» EXERCISE TASKS
**A)** List every person named in the news story about the Ride For Frankie.
**B)** Write the next part of the news story about the Ride For Frankie, picking up after its final sentence.

» PASSAGE TO READ
-*-
IN AN effort to help a family going through "hell" the Gladstone community turned out in force and dug deep to support Frankie Beresford who has been battling acute myeloid leukaemia since February.
Although the organiser for the Ride For Frankie, Paul Mitchell, said only 40 people said they were going to the event before today, an early count of registered riders was sitting at 132.
"I work with Duncan and I know he's got a big heart and seeing the turn out here today shows how many people in Gladstone have a massive heart," Mr Mitchell said.
"So many of us have kids and we can only imagine what Kate and Duncan (Frankie's parents) are going through.
"But it's hard because it's an up and down fight for them and there's a lot of financial, emotional and personal stress...just imagine having your heart torn out one minute, put back in the next and then torn out again with more bad news," he said.
Since Frankie was diagnosed in February both Kate and Duncan haven't been able to work while they stay by her bedside at the Lady Cilento Hospital in Brisbane.
-*-
» Source records
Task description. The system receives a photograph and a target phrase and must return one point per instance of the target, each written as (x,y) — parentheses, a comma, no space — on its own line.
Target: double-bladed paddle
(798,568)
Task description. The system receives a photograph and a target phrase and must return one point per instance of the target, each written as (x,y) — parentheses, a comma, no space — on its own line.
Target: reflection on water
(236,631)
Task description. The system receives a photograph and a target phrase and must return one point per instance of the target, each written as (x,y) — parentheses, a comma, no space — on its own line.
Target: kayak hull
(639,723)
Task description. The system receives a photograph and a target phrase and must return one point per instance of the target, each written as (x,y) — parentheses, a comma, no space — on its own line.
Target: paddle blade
-*-
» ANSWERS GIVEN
**A)** Frankie Beresford, Paul Mitchell, Duncan, Kate

**B)**
The costs associated with just being there for their darling three-year-old daughter are huge and Mr Mitchell said all money donated today would go to the Beresford family.
He said the hospital parking costs alone were $3750.
"This about giving them access to their daughter," Mr Mitchell said.
"Because of the parking costs they had to stop doing that and what that now means is that both parents can't be with Frankie at the same time.
"This is about helping a family be together when they need to be," he said.
Jess Beresford, Frankie's aunt, said she had been overwhelmed by the community support and had shed tears of joys this morning.
"It just proves living in a small community everyone gets behind you...I firmly believe that it's this love, support and generosity that's keeping Frankie alive," she said.
"It's literally hell what they're going through and I was talking to Kate the other day and she said that it was one thing to go through watching your kid go through intense chemo but now to see her going through severe withdrawals was whole new level.
"Initially the Go Fund Me page was set up to pay for parking...initially they were told they be there three months but here we are 10 months later and she's still there," she said.
Mrs Beresford said Frankie was still in a serious but stable condition and enjoyed her first ice block on Saturday.
"She still has long periods of rest but now when she's awake she can say a few words which is really nice," she said.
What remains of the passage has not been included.